-- BEGIN Recorded data --

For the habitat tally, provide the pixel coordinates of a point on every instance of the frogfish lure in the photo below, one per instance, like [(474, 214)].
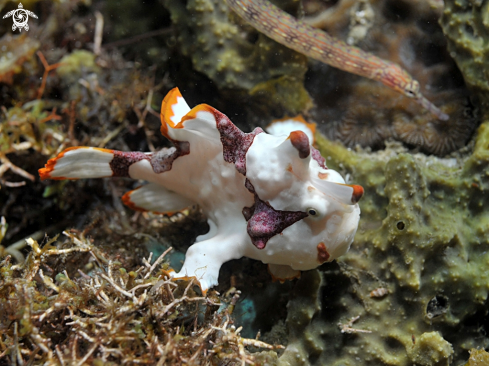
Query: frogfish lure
[(266, 197)]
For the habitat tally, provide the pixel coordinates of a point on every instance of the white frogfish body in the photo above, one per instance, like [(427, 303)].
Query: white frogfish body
[(267, 197)]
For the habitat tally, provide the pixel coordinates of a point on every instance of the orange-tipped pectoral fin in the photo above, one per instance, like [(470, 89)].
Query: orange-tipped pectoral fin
[(77, 163), (173, 109)]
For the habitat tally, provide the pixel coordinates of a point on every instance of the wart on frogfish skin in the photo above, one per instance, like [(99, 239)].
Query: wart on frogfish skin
[(273, 216)]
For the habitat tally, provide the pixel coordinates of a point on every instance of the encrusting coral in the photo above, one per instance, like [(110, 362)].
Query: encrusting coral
[(465, 23), (412, 290)]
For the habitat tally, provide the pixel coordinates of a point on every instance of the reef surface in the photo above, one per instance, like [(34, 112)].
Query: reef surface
[(413, 288)]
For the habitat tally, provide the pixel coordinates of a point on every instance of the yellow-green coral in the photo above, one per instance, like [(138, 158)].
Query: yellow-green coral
[(465, 24)]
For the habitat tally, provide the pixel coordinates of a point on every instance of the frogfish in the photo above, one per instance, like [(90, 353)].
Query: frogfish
[(269, 197)]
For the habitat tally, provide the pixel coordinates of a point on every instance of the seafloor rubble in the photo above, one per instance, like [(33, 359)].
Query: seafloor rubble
[(412, 290)]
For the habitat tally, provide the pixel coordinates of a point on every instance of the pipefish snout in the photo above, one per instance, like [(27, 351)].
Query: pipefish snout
[(314, 43)]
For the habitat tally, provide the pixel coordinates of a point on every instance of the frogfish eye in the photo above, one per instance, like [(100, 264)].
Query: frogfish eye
[(312, 211)]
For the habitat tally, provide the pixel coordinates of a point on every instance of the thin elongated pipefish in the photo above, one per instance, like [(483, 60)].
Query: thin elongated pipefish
[(316, 44)]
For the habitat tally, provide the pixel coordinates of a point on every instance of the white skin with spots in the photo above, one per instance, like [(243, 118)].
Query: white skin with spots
[(203, 177)]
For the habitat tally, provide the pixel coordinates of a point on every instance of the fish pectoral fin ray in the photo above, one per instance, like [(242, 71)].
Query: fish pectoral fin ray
[(155, 198)]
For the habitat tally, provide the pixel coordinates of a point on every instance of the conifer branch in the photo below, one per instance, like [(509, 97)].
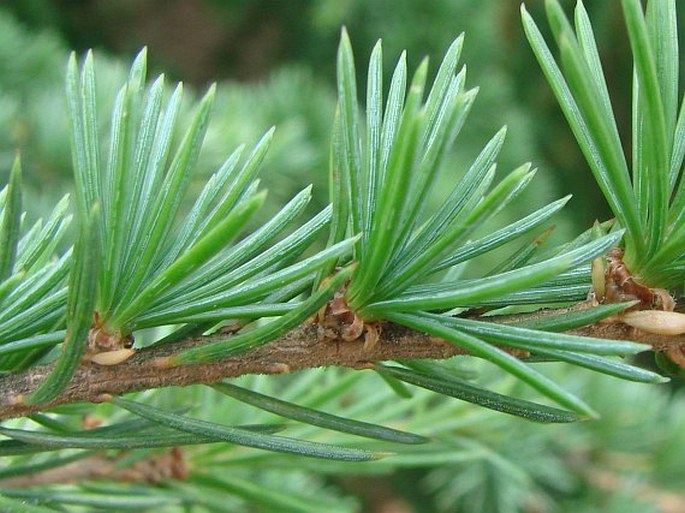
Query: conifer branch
[(299, 349)]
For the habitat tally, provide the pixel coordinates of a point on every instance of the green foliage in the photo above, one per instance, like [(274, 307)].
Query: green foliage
[(145, 257), (33, 286), (648, 202)]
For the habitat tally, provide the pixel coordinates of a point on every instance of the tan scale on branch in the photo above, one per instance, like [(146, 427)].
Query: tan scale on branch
[(299, 349)]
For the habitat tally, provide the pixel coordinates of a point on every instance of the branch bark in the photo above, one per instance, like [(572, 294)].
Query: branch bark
[(297, 350)]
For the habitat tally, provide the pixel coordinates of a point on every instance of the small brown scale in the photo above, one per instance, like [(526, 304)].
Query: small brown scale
[(106, 348), (621, 286), (614, 283), (337, 321)]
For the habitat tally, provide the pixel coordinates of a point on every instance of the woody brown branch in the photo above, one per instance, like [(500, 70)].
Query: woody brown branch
[(297, 350)]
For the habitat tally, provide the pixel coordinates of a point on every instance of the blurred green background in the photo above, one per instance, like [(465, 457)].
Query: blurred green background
[(275, 65)]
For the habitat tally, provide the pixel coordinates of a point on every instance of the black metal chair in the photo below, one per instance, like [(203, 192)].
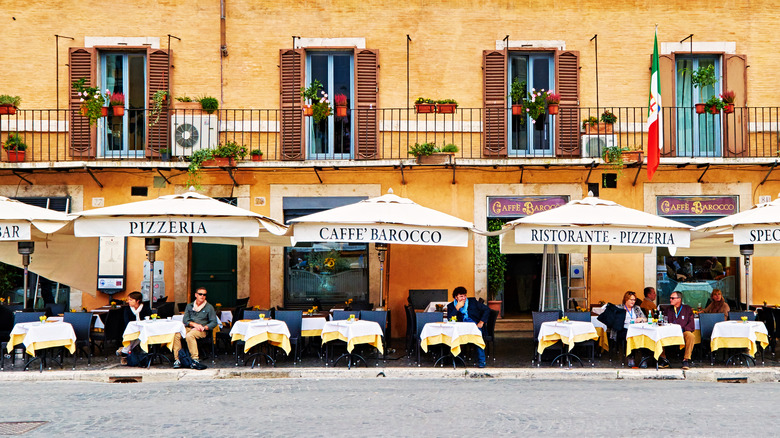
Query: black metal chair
[(82, 326), (421, 319), (539, 318)]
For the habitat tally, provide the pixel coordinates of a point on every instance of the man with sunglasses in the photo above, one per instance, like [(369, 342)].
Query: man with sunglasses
[(199, 317), (682, 315)]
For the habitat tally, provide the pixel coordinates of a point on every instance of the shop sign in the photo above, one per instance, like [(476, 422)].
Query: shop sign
[(522, 206), (697, 205)]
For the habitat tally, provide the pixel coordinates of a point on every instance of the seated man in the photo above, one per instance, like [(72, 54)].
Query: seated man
[(199, 317), (648, 303), (469, 310), (682, 314)]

-- END Recorded data --

- _The task_: Copy the records again from the first line through the line with "[(273, 216)]", requests included, and shift each point coordinate in the answer lists by adding -134 while leaving the requests and their sample points as they are. Omit the pictures.

- _Correct answer_:
For the habitat tally, provide the pixel coordinates of a point on every instance of the frogfish lure in the photo below, one per instance, like [(474, 214)].
Query: frogfish lure
[(132, 63)]
For the habitat tally, provide the pixel coordinates of a point on every instance of the white frogfish body in the photo above, one per instance, like [(427, 303)].
Query: white frogfish body
[(133, 63)]
For the habitat tally, provide the pixel coordinates of a point on every instance of the orange-tipped pectoral fin in the photo above, one per instance, like [(470, 89)].
Query: orange-tipped pectoral fin
[(-57, 29), (39, -25)]
For the habitat tally, provide the pixel coordinates of a point on every instance of the wart on frogfish skin in the photo above, one per instance, like [(99, 239)].
Query: wart on frogfish skin
[(139, 82)]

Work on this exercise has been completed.